===== READING PASSAGE =====
Chris - So you're advocating for some kind of global framework then where people are made a bit more worldly with their clinical psychology training so that they can put themselves in the shoes of people from across the globe rather than just the nextdoor country.

Brigitte - Putting themselves in their shoes is a bit too much of an expectation, but at least being knowledgeable, being aware of different cultures and being open to actually learning about these cultures and being able to ask and say, you know, how can I help you best? But also there's another reason for that is that recently we have seen more a global movement of psychologists, meaning that more and more psychologists now are asking and wanting and interested to work outside their countries or where they trained, especially when there are areas of disasters or where more mental health services are needed. We see an influx of people who are interested to travel to these countries and offer their services. And it's coming from a very good place, of course, except that they arrive and they are not really equipped to offer these services.

Chris - Do you have any practical tips for how this should be implemented then? Because it, it sounds on the one hand pretty simple: we need to make sure people are more cognisant of more worldly of what's what's happening in different countries and to different people. But the devil's always in the detail with these sorts of initiatives and getting them to happen and getting everyone on board is really, really difficult.

Brigitte - Absolutely sounds very simple, but it's actually quite complicated. For example, one of the things that I always encourage my colleagues who want to travel to different countries, I always tell them, please try to read a bit about the history, the sociopolitical background of the country and the cultures and the religions and everything that makes that country what it is. I'm not saying, you know, they need to sit for a one year long course, but at least to be cognisant and aware of the different issues, problems, ethnicities, cultures that exist in that country. Or, and I always encourage that, I always say try to make connections with colleagues who are from the country you're interested in. There are many in universities that you can access now. Send some emails and say, look, I'm interested. I'd like to visit to how can I help? What can I do? And this is really a great segueway into that culture and that country because then you have a colleague who's on the same level and understands your lingo and, and where you're coming from. But at the same time as a mediator between the migrating or the traveling psychologist and the one who was in their home base.

Chris - How has this gone down with your colleagues and coworkers when you stand up and say this kind of thing? Are they receptive? Are they warm to the idea?

Brigitte - Absolutely. I mean, many, of course, not everyone, but many are very interested and many people who also work in global mental health and international psychology, they realise the shortcomings of the new generation of psychologists who are very interested, very open, kind of, you know, the world is their cocoon, but they are not equipped to be, be able to function in these capacities or in different places that they'd like to go to. So many are interested, many are willing to experiment in different ways and introducing different courses in their training programmes and possibly having maybe MOUs with training programmes outside their programme and send students three months, six months to experience different cultures and mental health. We've had that happen at our university. We've had MOUs from several universities and we've received their students at our programme. So some are very open, of course some resisted a bit more. And I understand they still believe that there needs to be the traditional training of psychology, which is as important of course, and is the basis of the learning and the teachings of psychology. But we cannot restrict ourselves only to that. And we need to start basically preparing psychologists for the 21st Century.
===== DATA SUPPLIED =====
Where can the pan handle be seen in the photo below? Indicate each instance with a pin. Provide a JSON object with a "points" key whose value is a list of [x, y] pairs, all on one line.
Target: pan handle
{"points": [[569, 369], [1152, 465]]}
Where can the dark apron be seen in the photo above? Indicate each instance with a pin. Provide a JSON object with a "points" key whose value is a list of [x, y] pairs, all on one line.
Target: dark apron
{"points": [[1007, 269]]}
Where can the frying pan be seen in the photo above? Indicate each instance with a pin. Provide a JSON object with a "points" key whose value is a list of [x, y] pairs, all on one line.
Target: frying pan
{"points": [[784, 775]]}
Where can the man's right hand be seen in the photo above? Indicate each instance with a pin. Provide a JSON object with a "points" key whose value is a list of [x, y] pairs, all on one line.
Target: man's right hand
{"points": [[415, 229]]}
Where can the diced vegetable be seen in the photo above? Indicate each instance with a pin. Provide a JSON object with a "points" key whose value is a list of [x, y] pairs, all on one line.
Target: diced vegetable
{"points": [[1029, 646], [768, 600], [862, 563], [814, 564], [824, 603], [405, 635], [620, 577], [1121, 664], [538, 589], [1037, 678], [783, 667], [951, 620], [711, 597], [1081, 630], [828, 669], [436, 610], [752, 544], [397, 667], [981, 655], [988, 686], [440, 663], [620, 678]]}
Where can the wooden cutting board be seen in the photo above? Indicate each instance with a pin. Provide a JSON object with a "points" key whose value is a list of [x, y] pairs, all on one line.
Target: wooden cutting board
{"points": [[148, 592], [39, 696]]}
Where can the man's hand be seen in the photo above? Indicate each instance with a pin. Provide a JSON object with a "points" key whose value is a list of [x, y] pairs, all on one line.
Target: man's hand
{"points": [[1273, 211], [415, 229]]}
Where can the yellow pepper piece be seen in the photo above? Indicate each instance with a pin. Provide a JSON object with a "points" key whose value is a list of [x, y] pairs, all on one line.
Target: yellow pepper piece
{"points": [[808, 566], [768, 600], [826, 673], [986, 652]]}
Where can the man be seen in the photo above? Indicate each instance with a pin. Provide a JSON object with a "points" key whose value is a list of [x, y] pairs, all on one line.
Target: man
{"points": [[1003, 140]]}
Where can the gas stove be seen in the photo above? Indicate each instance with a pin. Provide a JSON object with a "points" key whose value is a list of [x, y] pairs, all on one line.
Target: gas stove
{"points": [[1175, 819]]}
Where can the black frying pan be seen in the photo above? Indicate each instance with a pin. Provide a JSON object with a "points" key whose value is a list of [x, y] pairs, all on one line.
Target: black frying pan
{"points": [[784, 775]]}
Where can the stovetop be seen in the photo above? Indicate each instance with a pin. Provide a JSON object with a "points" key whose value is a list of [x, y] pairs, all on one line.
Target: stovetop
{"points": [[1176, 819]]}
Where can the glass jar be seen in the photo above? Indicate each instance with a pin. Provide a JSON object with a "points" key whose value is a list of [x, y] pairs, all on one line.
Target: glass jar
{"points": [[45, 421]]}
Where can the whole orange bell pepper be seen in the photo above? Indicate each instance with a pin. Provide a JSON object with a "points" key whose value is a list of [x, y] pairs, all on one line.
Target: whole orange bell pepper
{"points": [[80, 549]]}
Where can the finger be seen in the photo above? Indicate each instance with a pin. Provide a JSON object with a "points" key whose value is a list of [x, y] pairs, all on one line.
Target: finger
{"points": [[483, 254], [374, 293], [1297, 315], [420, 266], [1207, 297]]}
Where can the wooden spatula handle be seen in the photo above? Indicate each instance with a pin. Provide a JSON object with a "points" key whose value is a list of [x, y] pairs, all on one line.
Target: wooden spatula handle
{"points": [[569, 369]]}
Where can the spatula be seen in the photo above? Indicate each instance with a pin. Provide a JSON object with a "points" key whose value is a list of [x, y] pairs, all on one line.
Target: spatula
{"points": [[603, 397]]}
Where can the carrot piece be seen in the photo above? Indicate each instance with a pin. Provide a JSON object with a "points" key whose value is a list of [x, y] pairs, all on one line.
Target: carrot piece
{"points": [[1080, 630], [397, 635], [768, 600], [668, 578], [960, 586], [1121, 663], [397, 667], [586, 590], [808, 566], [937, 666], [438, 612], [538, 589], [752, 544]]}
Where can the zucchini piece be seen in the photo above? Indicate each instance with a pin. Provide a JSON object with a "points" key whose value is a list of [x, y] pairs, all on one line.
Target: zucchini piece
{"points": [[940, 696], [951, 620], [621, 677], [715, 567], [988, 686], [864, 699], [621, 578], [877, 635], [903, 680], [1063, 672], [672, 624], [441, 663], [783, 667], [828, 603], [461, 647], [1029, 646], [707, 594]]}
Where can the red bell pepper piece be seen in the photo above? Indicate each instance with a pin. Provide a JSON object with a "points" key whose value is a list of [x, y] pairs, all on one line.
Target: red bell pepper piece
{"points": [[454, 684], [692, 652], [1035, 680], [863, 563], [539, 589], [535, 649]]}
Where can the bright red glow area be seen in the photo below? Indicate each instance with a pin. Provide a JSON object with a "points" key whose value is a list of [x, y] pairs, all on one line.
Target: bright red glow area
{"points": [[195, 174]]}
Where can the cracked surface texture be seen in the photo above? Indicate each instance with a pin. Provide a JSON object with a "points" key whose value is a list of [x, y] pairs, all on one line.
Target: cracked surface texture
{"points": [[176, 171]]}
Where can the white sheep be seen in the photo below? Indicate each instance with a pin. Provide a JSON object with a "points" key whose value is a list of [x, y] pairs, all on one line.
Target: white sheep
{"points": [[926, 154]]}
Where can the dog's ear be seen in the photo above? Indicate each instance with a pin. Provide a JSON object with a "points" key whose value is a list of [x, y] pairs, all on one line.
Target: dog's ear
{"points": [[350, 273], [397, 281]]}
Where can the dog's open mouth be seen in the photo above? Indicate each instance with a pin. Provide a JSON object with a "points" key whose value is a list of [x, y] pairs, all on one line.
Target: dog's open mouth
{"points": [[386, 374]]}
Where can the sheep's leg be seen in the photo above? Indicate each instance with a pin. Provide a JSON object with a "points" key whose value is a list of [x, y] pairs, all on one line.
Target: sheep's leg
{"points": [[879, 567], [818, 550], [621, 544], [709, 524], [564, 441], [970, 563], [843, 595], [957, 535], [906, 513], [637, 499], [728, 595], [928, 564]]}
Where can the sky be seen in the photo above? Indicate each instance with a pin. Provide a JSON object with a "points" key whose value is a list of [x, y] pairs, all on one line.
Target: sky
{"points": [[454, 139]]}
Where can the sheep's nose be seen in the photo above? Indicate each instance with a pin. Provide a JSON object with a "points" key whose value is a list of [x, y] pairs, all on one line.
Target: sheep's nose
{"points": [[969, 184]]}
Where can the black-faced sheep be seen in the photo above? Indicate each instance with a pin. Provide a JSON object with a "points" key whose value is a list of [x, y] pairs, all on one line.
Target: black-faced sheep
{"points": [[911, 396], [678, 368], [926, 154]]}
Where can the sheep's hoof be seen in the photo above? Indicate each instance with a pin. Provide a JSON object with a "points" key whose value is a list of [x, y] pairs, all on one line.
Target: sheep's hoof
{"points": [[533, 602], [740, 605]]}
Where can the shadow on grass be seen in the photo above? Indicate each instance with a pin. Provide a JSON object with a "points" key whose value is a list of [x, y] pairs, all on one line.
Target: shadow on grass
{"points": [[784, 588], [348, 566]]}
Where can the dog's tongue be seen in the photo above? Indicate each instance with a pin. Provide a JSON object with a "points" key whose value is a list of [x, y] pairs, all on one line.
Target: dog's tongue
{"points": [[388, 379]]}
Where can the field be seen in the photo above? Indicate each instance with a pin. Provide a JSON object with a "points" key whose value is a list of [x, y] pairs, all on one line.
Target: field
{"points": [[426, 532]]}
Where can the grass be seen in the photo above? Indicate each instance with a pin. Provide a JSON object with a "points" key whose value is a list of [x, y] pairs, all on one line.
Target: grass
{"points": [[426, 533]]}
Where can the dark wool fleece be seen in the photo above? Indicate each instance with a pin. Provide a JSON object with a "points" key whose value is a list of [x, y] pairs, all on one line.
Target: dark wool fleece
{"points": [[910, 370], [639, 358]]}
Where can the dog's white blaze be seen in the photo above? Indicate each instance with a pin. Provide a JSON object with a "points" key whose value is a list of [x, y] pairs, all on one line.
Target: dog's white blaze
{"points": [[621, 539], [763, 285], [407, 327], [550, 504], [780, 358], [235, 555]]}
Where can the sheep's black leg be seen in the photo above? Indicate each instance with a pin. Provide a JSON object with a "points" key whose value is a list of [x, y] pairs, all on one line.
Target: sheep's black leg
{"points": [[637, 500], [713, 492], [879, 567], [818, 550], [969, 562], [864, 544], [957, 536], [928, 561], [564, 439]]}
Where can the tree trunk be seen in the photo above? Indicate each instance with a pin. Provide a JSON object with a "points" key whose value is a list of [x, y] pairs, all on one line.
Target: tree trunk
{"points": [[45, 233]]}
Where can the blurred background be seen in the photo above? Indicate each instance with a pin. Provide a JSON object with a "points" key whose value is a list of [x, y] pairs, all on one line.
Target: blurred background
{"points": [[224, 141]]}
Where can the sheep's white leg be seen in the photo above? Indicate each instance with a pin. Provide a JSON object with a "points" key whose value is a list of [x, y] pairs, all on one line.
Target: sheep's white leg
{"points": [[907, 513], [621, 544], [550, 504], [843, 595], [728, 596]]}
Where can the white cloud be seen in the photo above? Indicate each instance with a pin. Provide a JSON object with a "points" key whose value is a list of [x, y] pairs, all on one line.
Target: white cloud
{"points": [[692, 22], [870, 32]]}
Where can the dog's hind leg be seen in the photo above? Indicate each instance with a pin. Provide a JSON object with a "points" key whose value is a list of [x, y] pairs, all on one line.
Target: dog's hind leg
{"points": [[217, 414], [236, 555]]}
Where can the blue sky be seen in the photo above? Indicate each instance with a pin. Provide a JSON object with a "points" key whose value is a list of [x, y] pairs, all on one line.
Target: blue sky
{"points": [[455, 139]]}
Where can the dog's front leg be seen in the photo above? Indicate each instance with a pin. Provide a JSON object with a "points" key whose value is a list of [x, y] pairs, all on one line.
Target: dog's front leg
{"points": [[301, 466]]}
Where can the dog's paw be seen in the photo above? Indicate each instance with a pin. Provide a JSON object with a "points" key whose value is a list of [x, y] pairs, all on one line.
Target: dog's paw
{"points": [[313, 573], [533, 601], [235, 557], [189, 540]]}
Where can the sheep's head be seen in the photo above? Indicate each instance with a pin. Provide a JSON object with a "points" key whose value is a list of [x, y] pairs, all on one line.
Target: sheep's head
=====
> _DIRECTIONS_:
**a.** In the interview, what does Brigitte tell colleagues who want to travel to different countries to read about?
**b.** Repeat the interview text from "Chris - So you're" to "the nextdoor country.".

> _ANSWERS BY TASK_:
**a.** The history, the sociopolitical background of the country, and its cultures and religions.

**b.**
Chris - So you're advocating for some kind of global framework then where people are made a bit more worldly with their clinical psychology training so that they can put themselves in the shoes of people from across the globe rather than just the nextdoor country.